═════ EXERCISE PASSAGE ═════

The CSM announced last week that its working group will concentrate
on whether beta-2 agonists should be recommended only for treatment of asthma
attacks. During an attack they bring quicker relief than any other type
of drug. However, doubt surrounds the effect beta-2 agonists have on the
airways of the lungs.

Clive Page, a pharmacologist at King’s College, London, says that the
constriction of the airways which makes it hard to breath in asthma, is
a natural defence against allergens such as cats’ hairs or the faeces of
house dust mites. The narrowed airways prevent more of the allergen from
entering.

Page argues that beta-2 agonists inhibit this mechanism, ultimately
causing greater harm. He says long-term use of the drugs may cause irreversible
damage to the walls of the airways (‘Are asthma drugs a cure that kills?’,
91av, 6 April).

The debate has sharpened since last December when the pharmaceuticals
company Glaxo launched the first in a new class of long-acting beta-2 agonists
called salmeterol. Some 250 reports of possible side effects from the drug
have been reported to the CSM, including 71 cases of worsening asthma and
48 deaths.

However, in the latest edition of its bulletin, Current Problems, the
CSM says: ‘Present evidence does not indicate that Serevent (salmeterol)
is associated with an important safety hazard.’

The bulletin warns that many cases of deteriorating asthma were the
result of doctors taking their patients off inhaled steroids, which damp
down inflammation in the lungs.

═════

WHAT YOU NEED TO DO =
• 1. Render this sentence from the passage on asthma drugs in Spanish: "The narrowed airways prevent more of the allergen from entering."
• 2. Carry the passage on asthma drugs forward from its final sentence.
None of the lines that come after this passage are needed.

═════ SUPPLIED RECORDS ═════

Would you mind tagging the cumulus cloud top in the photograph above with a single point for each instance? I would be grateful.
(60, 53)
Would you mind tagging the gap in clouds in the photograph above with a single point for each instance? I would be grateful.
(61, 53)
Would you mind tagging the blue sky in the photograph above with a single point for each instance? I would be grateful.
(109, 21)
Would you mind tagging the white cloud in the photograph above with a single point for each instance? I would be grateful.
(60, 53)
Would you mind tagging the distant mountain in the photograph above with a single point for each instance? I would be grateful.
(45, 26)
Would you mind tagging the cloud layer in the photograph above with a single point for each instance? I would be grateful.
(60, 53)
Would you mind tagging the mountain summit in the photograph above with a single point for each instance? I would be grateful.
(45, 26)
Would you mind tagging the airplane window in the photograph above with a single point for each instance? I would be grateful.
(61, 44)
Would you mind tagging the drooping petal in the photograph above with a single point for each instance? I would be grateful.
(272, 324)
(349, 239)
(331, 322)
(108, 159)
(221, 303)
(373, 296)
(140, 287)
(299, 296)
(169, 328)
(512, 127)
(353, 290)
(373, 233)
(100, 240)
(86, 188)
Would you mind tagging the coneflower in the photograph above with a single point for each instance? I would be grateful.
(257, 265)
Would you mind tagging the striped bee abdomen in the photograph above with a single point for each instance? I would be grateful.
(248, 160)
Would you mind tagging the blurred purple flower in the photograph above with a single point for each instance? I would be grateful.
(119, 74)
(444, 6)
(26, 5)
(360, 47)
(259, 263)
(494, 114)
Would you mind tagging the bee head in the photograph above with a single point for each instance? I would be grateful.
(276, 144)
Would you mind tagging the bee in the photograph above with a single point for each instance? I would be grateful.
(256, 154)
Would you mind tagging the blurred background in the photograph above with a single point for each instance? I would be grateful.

═════

RESPONSES TO THE TASKS =
• 1. Las vías respiratorias estrechadas impiden que entre más alérgeno.

• 2.
Underlying anxiety about beta-2 agonists stems from the steady increase
in the number of deaths from asthma since the mid 1970s. However research
published last week questions whether this rise is real. Ross Anderson and
David Strachan from St George’s Hospital Medical School in London reviewed
the latest figures from the Office of Population Censuses and Surveys in
England and Wales between 1979 and 1989. ‘We conclude that there is no evidence
for an increase in asthma mortality in children over this period,’ they
say.

Michael Rawlings, professor of pharmacology at the University of Newcastle
and a member of the CSM, says: ‘Our working party will be looking at the
OPCS statistics, to try to establish the real state of affairs.’

Strachan speculates that the perceived rise in asthma deaths among older
people is caused by misdiagnosis of other obstructive diseases of the airways.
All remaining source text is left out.